• [What is being asked] Could you reproduce, without any change, the rows below that begin with the line containing "As a courtesy, could you identify the doorway" and continue through the last row, including both ends?

(Excerpts of labeled region data)
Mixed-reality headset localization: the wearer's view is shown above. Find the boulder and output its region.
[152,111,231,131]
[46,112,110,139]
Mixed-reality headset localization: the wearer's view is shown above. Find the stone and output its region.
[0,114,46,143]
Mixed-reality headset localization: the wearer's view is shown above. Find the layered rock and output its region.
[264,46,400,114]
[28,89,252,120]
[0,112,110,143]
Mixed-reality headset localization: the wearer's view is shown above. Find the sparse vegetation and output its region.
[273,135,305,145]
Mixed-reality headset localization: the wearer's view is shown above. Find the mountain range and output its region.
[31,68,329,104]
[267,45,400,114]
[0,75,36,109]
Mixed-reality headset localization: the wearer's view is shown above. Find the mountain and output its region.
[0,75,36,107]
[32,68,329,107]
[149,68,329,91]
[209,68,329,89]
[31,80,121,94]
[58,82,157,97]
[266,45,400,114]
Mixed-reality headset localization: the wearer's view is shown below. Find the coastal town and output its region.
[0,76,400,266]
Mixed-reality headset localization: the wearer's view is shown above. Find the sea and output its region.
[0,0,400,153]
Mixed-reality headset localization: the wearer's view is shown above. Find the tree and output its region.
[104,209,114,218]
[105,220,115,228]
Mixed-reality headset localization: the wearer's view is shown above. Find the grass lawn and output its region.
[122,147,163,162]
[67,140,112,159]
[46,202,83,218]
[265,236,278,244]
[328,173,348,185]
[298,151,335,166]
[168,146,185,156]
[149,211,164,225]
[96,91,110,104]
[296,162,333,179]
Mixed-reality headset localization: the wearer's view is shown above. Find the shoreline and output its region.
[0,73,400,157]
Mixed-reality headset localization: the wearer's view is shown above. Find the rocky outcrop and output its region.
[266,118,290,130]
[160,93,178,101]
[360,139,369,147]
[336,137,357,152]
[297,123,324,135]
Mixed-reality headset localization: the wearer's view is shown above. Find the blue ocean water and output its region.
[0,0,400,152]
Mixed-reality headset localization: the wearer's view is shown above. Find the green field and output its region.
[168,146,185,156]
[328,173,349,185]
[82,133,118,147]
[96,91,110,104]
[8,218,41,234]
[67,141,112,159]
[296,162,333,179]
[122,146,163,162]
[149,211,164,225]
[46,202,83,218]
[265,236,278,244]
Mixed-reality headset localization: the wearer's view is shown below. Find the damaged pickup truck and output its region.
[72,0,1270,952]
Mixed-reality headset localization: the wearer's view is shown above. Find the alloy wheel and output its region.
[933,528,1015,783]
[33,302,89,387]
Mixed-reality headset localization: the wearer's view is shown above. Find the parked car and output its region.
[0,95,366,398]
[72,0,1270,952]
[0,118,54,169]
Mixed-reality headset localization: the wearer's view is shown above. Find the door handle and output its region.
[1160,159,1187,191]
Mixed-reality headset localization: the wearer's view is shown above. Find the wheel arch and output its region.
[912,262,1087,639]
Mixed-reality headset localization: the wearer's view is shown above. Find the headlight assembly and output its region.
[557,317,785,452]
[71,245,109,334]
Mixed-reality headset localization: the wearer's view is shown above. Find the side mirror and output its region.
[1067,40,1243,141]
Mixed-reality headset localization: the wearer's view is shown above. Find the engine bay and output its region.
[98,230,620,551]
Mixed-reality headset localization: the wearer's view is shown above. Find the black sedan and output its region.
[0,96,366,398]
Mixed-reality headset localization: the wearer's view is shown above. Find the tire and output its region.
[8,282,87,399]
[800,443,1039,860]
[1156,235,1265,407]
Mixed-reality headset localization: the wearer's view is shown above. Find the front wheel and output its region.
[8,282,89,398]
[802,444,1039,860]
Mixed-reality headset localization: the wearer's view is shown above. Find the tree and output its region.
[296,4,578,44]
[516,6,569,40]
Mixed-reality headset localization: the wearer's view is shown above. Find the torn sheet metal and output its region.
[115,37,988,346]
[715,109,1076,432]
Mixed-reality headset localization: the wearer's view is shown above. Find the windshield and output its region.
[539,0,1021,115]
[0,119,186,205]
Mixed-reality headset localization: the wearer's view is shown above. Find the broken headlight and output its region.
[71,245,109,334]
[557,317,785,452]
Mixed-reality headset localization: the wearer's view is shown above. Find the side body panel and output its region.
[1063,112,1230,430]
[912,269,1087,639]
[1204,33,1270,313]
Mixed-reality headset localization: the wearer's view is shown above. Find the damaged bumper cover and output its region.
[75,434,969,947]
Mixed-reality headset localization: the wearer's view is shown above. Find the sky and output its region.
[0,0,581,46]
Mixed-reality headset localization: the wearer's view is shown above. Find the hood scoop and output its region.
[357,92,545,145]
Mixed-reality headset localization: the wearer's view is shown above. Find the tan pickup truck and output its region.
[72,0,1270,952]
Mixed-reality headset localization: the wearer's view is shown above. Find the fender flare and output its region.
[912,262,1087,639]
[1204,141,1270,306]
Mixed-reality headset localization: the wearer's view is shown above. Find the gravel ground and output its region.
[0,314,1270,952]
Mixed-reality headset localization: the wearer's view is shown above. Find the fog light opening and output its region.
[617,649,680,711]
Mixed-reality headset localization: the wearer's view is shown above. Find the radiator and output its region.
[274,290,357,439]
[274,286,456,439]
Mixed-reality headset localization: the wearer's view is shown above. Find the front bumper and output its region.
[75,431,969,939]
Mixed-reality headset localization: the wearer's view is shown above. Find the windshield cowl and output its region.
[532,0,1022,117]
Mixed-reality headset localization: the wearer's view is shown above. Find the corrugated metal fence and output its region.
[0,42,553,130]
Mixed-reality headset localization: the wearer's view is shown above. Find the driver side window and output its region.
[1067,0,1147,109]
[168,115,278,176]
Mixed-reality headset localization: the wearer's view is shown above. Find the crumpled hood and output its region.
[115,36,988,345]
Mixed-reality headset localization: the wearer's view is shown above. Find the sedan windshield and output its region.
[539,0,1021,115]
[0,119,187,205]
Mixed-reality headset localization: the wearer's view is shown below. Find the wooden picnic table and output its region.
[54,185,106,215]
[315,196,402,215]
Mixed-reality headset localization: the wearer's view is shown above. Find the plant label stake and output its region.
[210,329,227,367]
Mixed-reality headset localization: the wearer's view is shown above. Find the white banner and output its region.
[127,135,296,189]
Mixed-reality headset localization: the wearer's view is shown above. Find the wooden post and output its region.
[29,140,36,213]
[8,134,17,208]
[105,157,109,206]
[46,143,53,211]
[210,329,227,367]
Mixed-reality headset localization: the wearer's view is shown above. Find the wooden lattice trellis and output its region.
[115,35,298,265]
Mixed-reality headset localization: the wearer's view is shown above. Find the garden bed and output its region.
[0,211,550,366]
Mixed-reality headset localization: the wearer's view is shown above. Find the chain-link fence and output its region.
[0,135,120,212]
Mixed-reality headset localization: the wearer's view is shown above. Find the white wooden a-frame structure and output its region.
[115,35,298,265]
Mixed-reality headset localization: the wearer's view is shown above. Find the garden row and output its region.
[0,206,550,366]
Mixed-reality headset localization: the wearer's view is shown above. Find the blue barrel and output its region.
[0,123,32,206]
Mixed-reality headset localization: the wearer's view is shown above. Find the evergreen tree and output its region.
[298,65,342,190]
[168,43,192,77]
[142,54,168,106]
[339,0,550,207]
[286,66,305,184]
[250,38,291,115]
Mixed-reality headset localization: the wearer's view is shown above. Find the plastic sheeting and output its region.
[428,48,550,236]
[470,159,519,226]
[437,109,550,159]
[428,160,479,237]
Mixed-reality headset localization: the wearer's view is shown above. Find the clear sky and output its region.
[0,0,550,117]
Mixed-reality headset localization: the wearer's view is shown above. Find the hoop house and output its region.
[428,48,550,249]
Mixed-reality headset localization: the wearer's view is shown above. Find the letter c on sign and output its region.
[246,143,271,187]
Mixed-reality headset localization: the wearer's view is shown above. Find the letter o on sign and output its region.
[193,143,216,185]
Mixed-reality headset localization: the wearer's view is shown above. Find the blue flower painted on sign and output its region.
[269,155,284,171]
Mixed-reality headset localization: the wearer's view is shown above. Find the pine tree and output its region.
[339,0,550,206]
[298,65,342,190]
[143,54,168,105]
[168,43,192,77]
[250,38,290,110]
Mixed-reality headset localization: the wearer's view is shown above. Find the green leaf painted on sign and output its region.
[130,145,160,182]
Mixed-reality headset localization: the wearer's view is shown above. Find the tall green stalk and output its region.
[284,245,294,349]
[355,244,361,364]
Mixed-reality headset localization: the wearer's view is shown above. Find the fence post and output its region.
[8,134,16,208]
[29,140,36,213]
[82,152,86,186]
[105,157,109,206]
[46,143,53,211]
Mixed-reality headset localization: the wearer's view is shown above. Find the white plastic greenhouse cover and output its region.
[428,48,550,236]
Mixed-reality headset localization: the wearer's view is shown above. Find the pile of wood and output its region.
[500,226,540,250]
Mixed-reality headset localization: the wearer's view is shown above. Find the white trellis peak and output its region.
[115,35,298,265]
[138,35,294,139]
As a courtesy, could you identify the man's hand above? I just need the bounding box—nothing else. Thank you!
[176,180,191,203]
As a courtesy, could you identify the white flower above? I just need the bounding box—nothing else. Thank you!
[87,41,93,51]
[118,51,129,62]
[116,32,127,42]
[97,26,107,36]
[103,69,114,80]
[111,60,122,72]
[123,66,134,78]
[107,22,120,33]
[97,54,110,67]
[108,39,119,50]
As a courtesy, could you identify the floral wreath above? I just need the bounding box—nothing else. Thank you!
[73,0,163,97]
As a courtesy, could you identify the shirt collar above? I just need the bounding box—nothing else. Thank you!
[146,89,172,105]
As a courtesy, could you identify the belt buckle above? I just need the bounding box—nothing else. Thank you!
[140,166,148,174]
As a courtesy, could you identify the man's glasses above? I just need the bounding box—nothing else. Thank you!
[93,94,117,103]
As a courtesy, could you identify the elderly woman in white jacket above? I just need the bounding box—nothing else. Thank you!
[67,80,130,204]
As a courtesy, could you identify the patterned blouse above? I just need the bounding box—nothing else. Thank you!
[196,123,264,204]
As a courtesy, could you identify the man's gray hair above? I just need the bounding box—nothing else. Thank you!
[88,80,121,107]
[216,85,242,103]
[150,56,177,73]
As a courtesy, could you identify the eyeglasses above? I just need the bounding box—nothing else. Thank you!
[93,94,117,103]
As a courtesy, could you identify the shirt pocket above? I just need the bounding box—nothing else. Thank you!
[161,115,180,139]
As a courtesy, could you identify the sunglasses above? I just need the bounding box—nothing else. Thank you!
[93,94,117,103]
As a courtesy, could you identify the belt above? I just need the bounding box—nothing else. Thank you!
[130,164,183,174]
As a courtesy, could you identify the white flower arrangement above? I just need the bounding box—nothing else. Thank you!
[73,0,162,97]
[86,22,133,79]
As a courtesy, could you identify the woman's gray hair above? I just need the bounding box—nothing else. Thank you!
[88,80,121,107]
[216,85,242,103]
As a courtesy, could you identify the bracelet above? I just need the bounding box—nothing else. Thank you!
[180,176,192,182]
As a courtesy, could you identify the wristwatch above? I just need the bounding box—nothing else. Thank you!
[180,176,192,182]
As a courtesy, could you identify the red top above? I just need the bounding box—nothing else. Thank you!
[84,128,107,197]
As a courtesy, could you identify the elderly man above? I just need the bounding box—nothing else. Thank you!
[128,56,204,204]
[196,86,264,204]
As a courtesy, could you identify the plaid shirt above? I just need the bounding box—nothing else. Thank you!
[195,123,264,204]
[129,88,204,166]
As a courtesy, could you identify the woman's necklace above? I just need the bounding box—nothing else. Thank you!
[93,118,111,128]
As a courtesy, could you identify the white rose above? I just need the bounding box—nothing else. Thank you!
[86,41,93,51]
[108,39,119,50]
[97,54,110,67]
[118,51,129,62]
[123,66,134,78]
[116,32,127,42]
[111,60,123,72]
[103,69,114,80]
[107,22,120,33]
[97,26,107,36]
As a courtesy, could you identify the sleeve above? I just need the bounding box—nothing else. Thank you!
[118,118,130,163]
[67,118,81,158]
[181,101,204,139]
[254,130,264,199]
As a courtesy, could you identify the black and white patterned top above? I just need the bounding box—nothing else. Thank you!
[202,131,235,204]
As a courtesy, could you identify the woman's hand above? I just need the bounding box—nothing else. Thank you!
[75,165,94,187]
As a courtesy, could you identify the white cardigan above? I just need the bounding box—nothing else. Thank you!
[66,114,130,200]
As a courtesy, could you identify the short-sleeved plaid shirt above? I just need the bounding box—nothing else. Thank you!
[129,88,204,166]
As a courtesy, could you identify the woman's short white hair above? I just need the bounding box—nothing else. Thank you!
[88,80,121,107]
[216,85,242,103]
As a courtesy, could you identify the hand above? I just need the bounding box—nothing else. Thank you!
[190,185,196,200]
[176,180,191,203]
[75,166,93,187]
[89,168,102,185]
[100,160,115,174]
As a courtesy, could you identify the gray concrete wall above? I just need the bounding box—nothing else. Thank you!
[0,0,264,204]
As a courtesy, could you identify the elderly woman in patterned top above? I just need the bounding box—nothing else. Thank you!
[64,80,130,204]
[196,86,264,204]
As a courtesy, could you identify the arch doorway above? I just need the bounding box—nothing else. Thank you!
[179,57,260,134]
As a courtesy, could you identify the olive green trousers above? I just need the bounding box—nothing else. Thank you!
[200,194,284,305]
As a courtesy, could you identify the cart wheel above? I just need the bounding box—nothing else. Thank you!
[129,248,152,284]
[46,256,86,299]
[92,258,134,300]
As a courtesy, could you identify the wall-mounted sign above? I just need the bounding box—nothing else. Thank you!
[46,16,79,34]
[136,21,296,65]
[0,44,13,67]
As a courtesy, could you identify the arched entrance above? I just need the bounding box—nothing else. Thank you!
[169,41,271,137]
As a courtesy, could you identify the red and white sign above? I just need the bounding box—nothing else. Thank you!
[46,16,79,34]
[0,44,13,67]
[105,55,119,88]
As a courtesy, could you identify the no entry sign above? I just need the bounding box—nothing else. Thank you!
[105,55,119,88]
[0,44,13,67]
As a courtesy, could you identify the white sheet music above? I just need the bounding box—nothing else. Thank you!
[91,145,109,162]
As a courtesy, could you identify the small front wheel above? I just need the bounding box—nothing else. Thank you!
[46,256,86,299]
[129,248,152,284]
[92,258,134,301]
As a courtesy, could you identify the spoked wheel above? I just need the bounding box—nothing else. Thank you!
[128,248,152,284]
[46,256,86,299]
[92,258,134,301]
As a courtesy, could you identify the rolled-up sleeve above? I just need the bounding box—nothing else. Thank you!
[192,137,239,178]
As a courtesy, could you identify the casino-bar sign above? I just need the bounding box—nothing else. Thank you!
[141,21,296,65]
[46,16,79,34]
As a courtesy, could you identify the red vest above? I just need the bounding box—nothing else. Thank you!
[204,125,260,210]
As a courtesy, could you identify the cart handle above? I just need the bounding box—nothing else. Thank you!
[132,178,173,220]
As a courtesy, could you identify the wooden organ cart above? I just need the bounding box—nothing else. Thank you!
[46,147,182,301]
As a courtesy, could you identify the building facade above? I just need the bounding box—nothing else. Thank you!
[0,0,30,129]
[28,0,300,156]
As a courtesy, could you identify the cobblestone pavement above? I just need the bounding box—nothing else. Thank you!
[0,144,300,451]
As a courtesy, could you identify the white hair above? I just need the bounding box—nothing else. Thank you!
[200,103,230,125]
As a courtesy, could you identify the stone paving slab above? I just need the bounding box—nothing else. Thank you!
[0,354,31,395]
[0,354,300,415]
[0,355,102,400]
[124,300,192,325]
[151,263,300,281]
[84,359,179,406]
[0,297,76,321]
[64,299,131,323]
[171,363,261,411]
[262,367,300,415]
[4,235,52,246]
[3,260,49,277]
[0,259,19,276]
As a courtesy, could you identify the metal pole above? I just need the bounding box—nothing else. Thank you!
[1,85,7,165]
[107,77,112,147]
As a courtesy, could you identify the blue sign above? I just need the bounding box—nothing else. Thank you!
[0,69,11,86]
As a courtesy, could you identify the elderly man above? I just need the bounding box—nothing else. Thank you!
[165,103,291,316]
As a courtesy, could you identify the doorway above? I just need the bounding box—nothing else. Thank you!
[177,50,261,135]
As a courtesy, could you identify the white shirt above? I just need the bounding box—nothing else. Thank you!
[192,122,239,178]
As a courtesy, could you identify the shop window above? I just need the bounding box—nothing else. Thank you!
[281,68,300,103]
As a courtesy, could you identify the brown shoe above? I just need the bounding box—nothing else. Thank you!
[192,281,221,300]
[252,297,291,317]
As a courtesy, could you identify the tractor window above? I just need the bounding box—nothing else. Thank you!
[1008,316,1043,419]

• [Answer for this exercise]
As a courtesy, could you identify the doorway above? I just need the bounding box—nothing else. Thank you!
[177,50,261,135]
As a courtesy, could you identify the white shirt above? I just need the bounding box—nothing else. Thank you!
[192,122,239,178]
As a courtesy, could you identify the shop window above? I just need the bounding box—nothing else. Thank you!
[281,68,300,103]
As a courtesy, could you identify the brown shoe above? I just need the bounding box—nothing else. Thank you!
[192,281,221,300]
[252,297,291,317]
As a courtesy, could you identify the tractor window above? I just need the bounding box—nothing else. Thank you!
[1008,316,1043,419]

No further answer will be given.